> YOUR OBJECTIVE
Print the lines below verbatim, leaving out the pictures.

# DATA SUPPLIED start

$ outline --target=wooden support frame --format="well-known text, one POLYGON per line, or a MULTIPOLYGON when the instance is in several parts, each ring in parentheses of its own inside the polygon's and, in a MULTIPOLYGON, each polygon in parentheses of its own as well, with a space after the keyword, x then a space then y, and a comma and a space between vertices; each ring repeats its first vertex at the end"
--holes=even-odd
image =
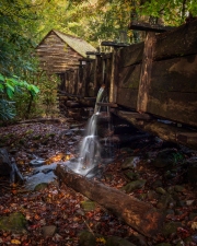
POLYGON ((138 21, 132 21, 128 27, 129 30, 154 32, 154 33, 164 33, 175 28, 174 26, 163 26, 159 24, 150 24, 150 23, 138 22, 138 21))
POLYGON ((137 99, 137 112, 147 112, 154 43, 155 33, 148 33, 144 40, 142 67, 137 99))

# DATA SUPPLIED end

> WORKED ANSWER
$ outline --target=wooden support frame --format="well-known text, one POLYGON per line, or a MULTIPOLYGON when the instance is in several parts, each ring in parentheses of its own inside the polygon's and, in a MULTIPOLYGON, each polygon in parentheses of its own as well, with a space after the keyword, x then a space then y, and a comma and a space between vertices; each ring repeats its first vertex at the end"
--holes=even-odd
image =
POLYGON ((138 21, 132 21, 128 27, 129 30, 154 32, 154 33, 164 33, 175 28, 174 26, 163 26, 159 24, 150 24, 150 23, 138 22, 138 21))
POLYGON ((137 99, 137 112, 147 112, 154 43, 155 33, 148 33, 144 40, 142 67, 137 99))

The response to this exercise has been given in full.